Can you reproduce every line of the data below word for word?

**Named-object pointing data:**
------------------------
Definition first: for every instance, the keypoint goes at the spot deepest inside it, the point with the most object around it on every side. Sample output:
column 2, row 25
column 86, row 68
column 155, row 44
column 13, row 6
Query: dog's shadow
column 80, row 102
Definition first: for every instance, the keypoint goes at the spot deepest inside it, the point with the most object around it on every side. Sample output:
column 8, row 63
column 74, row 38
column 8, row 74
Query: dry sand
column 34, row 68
------------------------
**TASK SOLUTION:**
Definition first: for every instance, the keypoint goes at the spot deepest inside it, the point with the most object around it on every side. Sample output:
column 2, row 25
column 86, row 68
column 155, row 44
column 13, row 6
Query: dog's shadow
column 80, row 102
Definition first: for every instance, the keypoint goes at the spot deepest inside it, the point with the most object around it on every side. Sample output:
column 8, row 63
column 74, row 38
column 8, row 74
Query: dry sand
column 34, row 68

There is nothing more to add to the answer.